Update the items from the line with "The client would like the patient's" to the line with "[117,462,340,508]" by replacing "lanyard clip" with "badge holder", leaving everything else unchanged.

#### TASK INPUTS:
•••••

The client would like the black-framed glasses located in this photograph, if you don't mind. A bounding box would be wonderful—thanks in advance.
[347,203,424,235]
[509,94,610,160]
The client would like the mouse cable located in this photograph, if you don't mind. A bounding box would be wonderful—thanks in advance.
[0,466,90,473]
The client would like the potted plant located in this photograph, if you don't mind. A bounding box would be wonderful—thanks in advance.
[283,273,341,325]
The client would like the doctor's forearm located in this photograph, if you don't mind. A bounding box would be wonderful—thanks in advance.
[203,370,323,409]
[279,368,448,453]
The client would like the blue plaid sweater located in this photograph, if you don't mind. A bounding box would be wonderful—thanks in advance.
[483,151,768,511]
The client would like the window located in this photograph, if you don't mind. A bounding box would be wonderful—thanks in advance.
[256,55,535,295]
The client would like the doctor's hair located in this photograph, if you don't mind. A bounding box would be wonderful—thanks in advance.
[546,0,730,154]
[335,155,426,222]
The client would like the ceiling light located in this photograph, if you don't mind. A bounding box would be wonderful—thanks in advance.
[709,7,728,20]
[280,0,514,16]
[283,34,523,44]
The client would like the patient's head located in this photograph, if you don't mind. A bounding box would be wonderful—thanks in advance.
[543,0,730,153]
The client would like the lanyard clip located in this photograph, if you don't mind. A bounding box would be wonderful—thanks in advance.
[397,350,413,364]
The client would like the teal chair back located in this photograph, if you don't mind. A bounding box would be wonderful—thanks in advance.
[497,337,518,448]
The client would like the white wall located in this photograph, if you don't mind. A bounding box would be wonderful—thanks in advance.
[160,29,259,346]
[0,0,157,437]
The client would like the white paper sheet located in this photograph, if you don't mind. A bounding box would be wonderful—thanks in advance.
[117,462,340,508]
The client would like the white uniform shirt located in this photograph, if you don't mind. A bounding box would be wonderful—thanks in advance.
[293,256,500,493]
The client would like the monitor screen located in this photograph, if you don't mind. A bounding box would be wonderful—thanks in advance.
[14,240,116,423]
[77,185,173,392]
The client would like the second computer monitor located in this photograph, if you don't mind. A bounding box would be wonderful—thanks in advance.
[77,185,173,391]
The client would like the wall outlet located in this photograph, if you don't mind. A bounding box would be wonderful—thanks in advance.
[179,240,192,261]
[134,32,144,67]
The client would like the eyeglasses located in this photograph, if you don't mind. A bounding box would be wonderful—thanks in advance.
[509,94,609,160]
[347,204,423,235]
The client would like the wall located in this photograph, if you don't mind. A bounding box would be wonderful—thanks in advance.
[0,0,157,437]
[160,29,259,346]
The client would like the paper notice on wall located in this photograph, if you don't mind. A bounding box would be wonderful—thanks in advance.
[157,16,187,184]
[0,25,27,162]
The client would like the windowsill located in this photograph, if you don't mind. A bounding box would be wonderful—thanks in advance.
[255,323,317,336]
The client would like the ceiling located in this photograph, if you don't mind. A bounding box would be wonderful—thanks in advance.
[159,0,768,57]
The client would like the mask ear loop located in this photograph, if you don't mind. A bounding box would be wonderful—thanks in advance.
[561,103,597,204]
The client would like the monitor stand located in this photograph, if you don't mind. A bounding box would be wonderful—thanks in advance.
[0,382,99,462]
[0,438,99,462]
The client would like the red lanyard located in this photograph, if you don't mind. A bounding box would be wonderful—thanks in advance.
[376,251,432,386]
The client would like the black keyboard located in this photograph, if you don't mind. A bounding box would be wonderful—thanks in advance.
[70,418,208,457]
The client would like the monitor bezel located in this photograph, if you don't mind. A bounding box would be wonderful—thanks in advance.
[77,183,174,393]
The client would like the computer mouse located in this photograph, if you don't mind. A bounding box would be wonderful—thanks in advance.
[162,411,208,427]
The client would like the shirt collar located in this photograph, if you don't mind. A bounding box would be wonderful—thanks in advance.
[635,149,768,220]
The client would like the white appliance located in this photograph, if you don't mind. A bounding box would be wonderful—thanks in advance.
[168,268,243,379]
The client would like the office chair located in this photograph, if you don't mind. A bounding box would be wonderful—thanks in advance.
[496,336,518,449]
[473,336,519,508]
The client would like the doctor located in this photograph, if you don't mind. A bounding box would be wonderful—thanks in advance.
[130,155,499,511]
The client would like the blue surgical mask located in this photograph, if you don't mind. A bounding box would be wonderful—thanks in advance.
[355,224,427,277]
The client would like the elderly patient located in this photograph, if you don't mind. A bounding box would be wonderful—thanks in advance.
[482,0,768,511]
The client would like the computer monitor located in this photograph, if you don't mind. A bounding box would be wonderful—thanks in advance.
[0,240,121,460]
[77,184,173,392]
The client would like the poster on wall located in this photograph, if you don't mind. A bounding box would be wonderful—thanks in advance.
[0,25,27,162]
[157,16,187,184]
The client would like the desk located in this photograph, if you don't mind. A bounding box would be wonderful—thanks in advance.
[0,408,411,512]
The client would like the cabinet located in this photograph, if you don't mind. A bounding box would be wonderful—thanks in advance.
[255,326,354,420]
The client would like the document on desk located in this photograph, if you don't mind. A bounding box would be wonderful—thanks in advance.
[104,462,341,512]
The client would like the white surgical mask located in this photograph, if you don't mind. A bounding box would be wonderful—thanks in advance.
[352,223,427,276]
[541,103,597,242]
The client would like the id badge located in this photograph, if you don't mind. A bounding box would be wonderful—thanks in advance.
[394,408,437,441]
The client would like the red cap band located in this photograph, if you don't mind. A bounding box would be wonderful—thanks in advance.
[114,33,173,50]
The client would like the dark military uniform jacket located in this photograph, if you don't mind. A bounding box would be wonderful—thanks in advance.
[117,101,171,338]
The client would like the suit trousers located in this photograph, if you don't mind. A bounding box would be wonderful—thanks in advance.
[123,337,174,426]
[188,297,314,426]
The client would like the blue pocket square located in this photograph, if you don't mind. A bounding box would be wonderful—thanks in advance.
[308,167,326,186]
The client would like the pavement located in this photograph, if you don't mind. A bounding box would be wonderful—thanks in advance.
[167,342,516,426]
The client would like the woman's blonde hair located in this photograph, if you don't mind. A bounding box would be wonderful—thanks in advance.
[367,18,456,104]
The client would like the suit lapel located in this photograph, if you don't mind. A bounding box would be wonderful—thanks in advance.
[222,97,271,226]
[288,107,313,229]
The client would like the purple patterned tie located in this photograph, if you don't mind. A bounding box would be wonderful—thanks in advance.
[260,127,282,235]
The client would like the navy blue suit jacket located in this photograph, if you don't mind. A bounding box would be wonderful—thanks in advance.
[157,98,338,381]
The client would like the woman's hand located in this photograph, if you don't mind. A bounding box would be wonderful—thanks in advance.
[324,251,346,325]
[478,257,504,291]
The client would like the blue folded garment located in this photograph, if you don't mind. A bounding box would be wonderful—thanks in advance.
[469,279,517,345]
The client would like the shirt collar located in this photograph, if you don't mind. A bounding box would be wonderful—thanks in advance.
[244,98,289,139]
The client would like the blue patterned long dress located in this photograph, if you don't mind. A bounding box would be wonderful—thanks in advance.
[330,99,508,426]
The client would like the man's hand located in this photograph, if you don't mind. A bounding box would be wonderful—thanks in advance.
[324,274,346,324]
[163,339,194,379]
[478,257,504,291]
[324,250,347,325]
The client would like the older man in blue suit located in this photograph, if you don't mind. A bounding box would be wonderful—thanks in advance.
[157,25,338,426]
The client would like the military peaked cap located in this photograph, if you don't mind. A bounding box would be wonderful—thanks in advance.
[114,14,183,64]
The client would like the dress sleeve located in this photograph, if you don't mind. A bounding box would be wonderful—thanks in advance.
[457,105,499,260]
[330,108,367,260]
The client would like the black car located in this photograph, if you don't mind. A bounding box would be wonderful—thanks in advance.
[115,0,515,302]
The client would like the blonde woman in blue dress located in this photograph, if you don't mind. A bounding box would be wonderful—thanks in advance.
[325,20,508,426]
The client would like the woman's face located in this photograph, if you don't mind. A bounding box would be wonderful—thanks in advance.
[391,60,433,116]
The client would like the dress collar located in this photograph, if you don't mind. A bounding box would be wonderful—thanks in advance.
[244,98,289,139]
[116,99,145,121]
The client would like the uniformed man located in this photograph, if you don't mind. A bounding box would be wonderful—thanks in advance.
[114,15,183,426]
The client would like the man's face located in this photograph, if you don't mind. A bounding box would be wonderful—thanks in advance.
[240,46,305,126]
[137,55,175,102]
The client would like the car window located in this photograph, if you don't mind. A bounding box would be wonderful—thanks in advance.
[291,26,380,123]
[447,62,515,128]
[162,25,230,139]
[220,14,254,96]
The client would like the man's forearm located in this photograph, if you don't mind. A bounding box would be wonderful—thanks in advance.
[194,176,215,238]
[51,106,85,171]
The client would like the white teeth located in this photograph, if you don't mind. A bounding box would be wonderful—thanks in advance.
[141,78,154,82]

•••••

#### OUTPUT OF THE TASK:
The client would like the patient's head located in this photograph, if you don't mind. A bounding box would be wonderful—thanks in advance.
[543,0,730,153]
The client would like the badge holder located in this photograph, if you don't mind. A bounding box would be wonderful—thanks in advance.
[397,350,413,364]
The client would like the teal chair back located in this photograph, if you don't mind. A bounding box would be wonderful—thanks in advance.
[497,337,518,448]
The client would like the white wall located in this photograph, if you don't mind. A bounding box would be wonderful—thanks in advance.
[160,29,259,346]
[0,0,157,437]
The client would like the white paper sheet located in this photograph, if you don't mind. A bounding box would be wonderful—thanks in advance.
[117,462,340,508]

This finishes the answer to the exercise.